• [Dataset rows on where objects appear]:
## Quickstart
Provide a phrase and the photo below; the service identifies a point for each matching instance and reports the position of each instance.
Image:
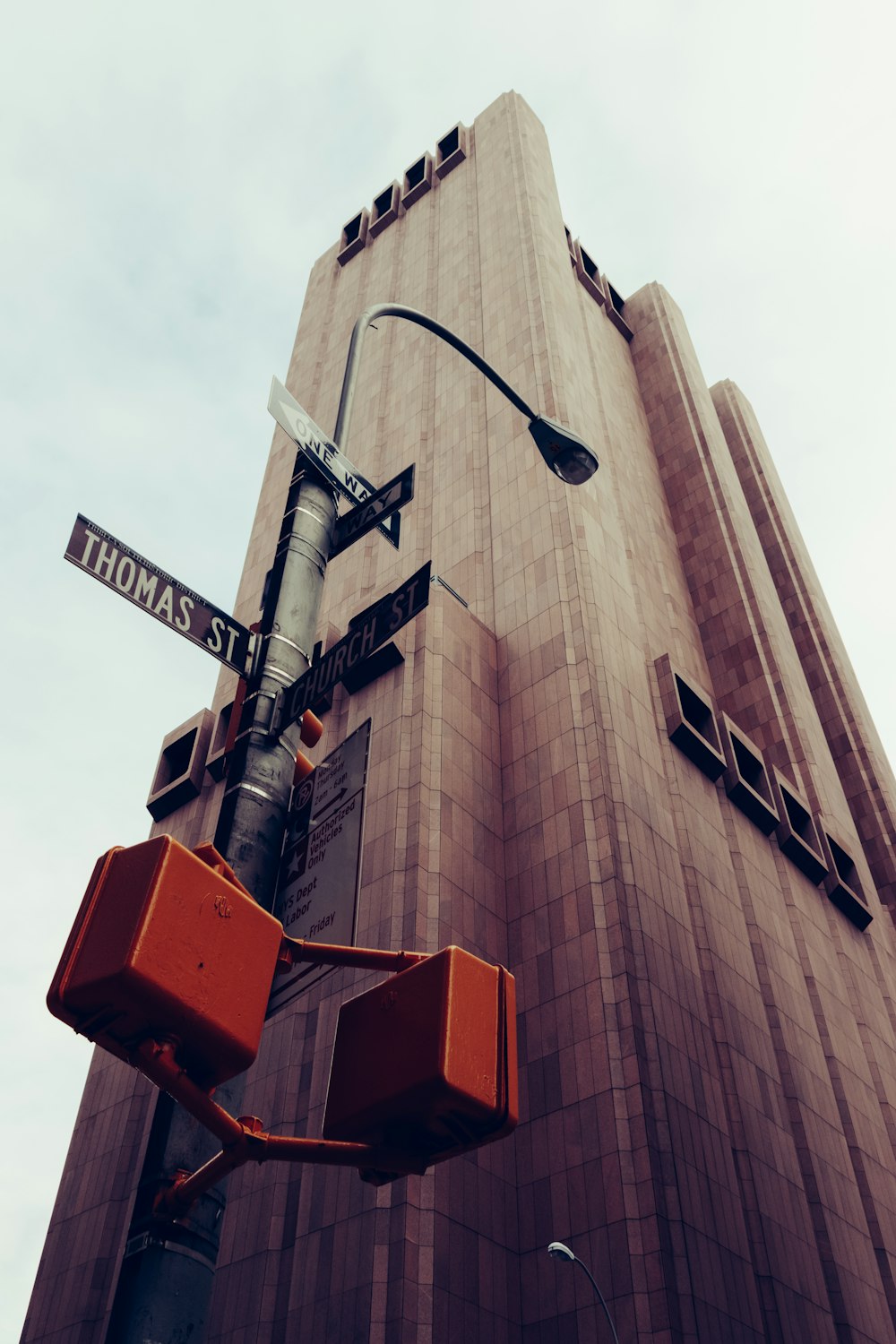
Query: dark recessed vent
(587, 271)
(797, 833)
(384, 210)
(182, 766)
(745, 779)
(691, 720)
(450, 151)
(418, 180)
(354, 237)
(614, 311)
(842, 883)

• [DESCRIPTION OF THE TASK]:
Set the data above down again exactly as given, with no pictures.

• [FULL SOLUTION]:
## Quickstart
Provide a phrase and the photo below; the service identifies a point for each matching instance and reports the position of each instance.
Image:
Query: dark recessed vent
(587, 271)
(797, 833)
(384, 210)
(182, 766)
(745, 779)
(691, 720)
(450, 151)
(418, 180)
(354, 237)
(614, 311)
(842, 883)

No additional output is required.